• _Task brief_
List every line in the rows below that contains the word "flower". Case counts, so match only that exact capitalization.

(Entries from a dataset)
+ + +

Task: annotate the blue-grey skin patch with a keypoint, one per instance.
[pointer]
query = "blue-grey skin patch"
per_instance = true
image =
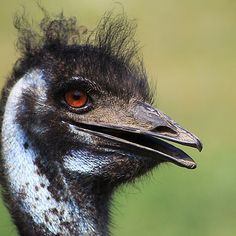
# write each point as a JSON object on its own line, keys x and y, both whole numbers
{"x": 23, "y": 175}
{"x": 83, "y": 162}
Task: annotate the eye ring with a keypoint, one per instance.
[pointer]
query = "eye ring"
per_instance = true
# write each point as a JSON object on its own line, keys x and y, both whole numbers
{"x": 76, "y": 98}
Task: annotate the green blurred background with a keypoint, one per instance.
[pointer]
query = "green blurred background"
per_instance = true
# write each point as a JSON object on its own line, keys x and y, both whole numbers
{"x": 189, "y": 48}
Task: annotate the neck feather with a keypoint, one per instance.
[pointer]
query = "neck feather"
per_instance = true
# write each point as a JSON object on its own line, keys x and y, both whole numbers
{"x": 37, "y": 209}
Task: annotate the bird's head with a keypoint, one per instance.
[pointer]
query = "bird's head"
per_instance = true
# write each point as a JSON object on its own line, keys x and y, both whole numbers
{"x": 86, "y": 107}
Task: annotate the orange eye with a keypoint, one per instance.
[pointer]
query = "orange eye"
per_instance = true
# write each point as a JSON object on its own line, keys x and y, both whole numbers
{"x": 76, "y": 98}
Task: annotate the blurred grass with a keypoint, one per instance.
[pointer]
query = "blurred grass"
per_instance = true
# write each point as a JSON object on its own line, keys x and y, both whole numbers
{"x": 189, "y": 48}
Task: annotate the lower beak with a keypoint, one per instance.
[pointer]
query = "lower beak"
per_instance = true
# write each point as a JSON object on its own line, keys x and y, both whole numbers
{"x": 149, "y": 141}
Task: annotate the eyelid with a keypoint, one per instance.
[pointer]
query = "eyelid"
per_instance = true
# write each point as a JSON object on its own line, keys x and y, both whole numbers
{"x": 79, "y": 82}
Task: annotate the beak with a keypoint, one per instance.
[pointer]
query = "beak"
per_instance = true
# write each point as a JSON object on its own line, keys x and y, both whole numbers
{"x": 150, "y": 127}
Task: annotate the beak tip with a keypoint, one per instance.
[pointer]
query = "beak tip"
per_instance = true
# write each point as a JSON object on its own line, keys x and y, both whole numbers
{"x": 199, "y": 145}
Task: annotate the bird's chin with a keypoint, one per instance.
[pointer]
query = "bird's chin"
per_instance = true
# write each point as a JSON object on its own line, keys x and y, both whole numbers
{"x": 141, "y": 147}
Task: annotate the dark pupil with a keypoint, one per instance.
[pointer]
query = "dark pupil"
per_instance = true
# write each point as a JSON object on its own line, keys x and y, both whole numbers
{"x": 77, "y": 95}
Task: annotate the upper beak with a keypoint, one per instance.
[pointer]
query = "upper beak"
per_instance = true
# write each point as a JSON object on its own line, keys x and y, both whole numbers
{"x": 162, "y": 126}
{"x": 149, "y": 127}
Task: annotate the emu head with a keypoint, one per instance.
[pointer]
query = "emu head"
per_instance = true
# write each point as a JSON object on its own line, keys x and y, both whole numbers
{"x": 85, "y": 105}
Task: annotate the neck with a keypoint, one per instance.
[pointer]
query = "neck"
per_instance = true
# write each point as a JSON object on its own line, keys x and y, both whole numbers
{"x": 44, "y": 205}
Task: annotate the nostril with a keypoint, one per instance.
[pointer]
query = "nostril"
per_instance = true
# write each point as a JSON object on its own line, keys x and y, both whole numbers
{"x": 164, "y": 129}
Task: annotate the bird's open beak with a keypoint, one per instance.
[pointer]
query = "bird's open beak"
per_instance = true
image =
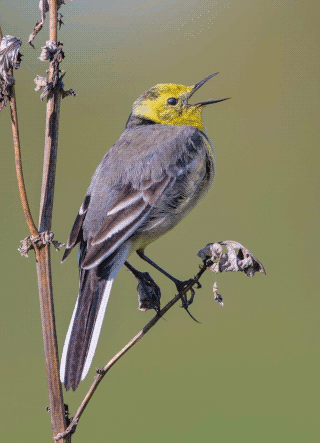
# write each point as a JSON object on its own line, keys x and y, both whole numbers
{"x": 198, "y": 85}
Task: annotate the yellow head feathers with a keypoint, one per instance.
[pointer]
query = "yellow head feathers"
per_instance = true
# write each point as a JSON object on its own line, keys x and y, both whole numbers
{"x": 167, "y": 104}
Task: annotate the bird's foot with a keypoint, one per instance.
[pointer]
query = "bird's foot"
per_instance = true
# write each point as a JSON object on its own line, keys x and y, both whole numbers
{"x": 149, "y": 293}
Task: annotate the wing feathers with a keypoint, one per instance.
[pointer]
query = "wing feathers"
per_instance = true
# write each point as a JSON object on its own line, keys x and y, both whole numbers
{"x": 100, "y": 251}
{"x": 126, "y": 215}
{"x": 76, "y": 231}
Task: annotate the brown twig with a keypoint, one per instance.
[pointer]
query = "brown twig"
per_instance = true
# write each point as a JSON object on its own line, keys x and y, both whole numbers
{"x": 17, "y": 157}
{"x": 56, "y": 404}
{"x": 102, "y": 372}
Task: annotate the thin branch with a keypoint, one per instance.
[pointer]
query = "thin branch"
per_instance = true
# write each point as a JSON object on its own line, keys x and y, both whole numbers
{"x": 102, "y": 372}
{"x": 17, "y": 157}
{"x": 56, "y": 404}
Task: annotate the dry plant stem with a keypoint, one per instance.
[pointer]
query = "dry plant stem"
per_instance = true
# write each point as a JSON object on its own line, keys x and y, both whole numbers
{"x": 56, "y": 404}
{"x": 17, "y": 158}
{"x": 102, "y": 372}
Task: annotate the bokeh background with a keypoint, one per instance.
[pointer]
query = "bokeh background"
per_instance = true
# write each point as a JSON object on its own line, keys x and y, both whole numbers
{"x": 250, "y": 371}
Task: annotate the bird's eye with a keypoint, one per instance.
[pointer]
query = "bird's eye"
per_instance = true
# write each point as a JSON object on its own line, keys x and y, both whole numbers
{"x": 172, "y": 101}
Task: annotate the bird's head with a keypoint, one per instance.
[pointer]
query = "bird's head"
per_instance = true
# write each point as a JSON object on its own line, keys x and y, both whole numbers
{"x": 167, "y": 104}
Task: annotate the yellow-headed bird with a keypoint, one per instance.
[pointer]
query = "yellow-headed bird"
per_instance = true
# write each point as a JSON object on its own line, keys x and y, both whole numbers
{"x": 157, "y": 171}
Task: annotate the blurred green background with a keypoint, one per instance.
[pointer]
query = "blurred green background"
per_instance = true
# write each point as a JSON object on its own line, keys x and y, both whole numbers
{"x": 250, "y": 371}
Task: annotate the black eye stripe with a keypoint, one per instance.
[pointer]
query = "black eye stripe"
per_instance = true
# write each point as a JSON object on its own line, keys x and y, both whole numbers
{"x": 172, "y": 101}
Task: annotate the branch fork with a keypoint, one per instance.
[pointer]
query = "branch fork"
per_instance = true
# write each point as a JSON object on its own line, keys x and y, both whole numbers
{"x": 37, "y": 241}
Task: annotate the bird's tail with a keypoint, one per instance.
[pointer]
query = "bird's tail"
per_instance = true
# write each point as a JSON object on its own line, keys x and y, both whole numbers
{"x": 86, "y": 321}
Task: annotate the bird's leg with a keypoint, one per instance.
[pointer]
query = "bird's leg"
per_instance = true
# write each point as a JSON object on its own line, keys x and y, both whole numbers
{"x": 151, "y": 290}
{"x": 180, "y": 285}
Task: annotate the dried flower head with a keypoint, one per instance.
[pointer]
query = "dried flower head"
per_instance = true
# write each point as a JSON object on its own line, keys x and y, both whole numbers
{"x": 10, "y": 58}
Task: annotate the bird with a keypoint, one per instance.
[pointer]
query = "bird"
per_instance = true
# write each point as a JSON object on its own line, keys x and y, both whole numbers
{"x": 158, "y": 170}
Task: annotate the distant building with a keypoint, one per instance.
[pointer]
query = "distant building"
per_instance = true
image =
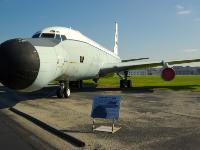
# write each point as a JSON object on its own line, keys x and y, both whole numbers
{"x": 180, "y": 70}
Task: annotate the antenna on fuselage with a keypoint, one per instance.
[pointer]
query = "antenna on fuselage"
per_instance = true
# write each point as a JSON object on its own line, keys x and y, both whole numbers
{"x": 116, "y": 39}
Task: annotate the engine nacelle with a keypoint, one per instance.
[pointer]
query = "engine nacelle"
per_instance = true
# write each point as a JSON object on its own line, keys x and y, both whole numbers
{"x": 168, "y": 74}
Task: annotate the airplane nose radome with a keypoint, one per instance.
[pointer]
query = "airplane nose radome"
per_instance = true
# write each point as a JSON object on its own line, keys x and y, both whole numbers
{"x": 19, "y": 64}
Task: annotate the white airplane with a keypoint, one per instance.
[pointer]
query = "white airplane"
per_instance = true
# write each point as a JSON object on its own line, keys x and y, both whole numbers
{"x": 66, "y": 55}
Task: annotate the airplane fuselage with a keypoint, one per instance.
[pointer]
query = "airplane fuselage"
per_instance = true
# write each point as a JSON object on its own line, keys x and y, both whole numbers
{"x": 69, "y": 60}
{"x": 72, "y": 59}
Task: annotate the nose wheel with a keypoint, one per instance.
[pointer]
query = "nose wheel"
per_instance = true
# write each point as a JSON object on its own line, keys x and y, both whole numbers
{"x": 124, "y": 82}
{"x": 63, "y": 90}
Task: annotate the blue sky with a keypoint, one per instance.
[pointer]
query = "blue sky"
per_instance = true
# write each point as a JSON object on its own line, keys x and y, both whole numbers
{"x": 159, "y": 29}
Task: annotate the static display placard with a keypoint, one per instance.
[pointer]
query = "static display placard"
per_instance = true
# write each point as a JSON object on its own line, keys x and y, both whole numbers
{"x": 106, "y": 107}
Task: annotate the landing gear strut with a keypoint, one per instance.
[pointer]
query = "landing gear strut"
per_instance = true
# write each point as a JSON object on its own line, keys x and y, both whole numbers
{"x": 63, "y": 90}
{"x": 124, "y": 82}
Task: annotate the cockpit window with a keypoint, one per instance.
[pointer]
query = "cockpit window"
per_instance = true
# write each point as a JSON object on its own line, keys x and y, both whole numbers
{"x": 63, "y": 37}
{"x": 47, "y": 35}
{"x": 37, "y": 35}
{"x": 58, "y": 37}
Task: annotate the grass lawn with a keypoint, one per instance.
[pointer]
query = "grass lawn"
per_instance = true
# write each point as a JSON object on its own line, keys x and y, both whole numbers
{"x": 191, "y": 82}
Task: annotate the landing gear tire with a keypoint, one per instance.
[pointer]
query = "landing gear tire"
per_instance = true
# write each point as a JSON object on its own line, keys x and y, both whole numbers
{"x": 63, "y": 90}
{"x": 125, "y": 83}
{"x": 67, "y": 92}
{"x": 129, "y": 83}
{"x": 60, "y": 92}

+ + +

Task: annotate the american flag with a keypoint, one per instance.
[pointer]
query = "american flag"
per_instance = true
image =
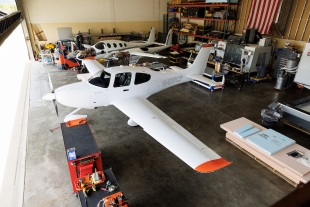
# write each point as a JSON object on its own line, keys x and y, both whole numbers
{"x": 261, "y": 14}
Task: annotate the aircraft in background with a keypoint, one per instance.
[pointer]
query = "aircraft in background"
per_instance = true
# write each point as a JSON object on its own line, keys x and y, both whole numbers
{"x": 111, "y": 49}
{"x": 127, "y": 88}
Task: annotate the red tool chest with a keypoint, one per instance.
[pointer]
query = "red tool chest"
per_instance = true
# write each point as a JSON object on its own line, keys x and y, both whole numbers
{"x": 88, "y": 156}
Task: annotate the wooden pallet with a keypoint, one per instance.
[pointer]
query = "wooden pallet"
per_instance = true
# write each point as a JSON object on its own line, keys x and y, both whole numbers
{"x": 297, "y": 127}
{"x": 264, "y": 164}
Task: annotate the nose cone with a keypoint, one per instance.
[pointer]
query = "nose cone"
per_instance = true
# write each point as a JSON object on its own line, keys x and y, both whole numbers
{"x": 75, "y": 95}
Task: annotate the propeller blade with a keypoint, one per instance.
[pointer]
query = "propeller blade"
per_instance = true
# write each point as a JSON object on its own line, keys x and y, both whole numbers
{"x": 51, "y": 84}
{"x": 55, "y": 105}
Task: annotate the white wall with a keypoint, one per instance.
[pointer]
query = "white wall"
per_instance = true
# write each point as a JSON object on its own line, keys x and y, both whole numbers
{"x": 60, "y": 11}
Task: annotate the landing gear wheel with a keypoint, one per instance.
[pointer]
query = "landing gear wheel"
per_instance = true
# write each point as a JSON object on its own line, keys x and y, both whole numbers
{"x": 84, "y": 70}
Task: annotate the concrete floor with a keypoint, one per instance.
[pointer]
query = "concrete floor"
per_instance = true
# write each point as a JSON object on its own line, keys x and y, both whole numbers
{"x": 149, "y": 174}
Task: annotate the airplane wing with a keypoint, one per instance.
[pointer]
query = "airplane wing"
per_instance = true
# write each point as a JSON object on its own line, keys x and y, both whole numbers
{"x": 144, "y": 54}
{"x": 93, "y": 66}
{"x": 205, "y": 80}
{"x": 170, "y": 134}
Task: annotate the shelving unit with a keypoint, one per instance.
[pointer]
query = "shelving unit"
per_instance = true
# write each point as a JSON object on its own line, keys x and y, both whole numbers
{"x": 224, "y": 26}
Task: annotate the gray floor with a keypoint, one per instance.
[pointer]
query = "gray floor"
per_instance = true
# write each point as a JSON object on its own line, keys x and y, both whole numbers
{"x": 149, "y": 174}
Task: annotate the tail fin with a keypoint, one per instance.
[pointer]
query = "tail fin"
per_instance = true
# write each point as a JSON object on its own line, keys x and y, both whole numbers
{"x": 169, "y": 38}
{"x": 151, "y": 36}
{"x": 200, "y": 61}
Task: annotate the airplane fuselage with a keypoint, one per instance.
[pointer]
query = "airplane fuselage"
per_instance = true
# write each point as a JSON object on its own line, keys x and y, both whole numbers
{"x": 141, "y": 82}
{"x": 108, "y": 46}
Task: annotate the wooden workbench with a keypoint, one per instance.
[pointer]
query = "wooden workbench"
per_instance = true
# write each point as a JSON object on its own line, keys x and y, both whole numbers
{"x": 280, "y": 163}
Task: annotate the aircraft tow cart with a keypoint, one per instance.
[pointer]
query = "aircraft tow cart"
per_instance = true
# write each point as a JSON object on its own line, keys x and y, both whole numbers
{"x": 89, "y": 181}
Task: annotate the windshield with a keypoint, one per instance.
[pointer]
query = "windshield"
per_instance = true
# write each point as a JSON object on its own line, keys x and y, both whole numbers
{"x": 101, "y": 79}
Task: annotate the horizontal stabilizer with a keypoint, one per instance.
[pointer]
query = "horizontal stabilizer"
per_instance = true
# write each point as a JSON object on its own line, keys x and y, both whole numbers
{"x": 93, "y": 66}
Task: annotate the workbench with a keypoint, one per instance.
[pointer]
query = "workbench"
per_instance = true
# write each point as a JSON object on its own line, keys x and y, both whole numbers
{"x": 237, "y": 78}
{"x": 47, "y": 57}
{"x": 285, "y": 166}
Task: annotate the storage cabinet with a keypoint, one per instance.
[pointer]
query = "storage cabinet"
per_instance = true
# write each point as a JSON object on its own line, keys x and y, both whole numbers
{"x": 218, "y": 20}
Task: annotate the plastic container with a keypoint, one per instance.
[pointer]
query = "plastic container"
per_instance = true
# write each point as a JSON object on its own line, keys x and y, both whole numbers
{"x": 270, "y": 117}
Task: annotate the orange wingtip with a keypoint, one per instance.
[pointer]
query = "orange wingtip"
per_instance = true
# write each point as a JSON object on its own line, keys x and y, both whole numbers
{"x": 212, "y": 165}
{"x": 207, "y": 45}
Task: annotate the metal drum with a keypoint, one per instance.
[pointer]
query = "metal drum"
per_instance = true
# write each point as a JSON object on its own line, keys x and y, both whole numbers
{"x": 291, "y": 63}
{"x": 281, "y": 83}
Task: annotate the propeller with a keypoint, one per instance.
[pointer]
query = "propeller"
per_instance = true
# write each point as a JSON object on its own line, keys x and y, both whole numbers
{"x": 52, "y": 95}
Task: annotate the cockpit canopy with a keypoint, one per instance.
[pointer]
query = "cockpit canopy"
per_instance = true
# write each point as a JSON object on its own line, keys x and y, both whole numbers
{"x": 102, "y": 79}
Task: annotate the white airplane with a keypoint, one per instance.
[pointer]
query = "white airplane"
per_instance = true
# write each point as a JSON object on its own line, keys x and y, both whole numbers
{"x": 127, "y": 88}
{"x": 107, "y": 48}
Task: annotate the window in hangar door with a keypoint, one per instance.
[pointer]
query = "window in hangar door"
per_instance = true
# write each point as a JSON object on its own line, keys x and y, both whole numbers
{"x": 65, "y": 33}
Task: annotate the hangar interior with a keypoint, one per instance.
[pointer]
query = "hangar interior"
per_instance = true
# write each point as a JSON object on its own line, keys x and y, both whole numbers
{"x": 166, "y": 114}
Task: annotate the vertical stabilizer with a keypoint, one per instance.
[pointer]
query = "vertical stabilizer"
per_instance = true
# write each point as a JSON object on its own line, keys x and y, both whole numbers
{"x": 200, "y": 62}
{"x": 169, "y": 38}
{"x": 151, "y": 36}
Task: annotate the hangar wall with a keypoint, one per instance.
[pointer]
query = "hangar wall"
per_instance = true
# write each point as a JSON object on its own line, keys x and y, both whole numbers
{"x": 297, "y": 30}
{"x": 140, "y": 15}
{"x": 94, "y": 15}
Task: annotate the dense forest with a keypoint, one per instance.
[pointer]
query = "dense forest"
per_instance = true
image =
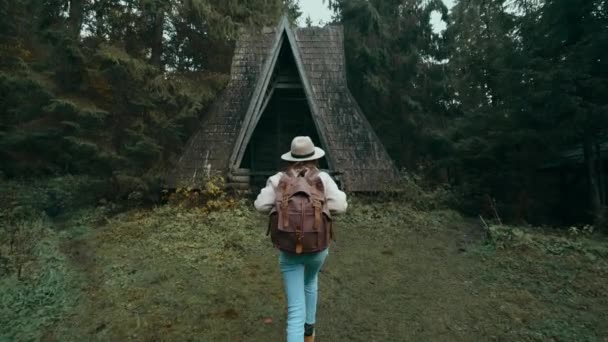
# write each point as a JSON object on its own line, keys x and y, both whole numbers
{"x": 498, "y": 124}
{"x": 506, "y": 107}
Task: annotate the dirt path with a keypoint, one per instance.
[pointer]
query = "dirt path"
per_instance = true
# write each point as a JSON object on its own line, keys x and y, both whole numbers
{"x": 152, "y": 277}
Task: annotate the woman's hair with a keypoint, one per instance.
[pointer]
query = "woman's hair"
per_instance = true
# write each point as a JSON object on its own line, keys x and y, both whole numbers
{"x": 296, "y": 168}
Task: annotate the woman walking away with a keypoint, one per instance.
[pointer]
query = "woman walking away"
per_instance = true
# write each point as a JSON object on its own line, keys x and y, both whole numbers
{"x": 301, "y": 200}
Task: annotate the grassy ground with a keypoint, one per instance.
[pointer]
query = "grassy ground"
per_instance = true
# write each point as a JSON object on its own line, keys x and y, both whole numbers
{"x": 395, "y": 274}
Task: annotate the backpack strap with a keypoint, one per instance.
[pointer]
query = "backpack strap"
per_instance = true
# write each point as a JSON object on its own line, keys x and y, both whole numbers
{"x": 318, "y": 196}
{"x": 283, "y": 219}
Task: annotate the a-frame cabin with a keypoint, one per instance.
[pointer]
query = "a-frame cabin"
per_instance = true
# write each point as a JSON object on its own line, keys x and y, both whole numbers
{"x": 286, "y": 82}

+ + +

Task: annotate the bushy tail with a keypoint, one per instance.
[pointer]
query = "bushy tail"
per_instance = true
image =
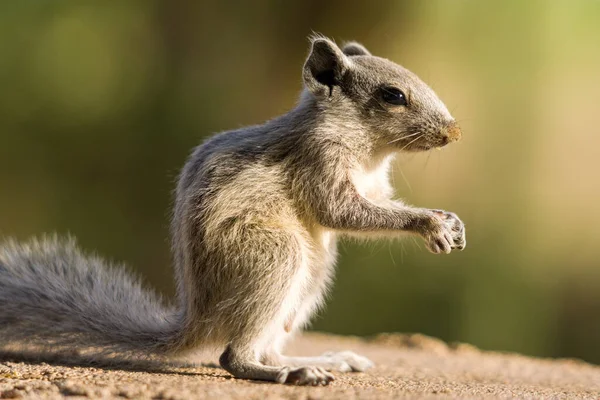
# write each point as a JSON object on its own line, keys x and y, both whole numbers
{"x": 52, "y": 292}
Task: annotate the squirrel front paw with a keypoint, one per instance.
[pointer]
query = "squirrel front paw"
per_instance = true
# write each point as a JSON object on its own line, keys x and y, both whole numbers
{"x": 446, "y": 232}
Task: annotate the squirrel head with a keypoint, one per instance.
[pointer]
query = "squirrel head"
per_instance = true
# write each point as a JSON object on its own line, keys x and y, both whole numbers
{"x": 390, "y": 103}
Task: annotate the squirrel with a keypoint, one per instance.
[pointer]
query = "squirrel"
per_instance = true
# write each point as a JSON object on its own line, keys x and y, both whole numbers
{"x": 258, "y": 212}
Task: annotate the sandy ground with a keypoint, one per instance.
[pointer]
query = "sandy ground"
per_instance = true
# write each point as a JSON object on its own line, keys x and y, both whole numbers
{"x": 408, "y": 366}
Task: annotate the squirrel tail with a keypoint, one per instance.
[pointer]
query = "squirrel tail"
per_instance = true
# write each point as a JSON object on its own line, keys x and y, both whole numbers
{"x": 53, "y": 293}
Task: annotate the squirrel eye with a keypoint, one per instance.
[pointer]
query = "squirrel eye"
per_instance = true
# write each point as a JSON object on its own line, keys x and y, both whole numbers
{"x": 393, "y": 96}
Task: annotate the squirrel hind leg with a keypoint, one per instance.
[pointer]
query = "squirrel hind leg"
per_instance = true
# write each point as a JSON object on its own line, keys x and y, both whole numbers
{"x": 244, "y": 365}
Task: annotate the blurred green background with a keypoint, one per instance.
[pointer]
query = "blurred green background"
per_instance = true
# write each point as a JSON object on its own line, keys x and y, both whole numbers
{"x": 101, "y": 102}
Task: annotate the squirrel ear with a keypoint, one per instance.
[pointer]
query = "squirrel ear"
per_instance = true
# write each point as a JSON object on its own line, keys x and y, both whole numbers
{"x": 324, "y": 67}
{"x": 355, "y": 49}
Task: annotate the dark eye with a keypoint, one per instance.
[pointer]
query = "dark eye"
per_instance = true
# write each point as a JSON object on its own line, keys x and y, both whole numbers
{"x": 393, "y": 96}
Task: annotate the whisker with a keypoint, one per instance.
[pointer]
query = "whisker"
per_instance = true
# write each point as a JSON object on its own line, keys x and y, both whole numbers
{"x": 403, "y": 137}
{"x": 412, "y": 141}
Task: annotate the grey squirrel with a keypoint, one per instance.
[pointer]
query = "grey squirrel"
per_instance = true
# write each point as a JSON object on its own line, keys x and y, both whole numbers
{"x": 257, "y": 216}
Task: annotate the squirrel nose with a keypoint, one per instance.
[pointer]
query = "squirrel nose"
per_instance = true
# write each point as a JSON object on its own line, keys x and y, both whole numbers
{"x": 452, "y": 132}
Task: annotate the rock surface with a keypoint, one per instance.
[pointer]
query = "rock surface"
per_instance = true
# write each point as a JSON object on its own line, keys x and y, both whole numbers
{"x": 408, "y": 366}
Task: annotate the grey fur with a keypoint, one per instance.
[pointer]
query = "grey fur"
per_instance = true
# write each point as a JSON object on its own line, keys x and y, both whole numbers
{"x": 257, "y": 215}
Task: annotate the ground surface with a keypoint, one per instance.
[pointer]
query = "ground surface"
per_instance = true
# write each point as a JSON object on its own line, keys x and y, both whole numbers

+ + +

• _Written reply_
Task: annotate the dried flower head with a keypoint, one per instance.
query = "dried flower head"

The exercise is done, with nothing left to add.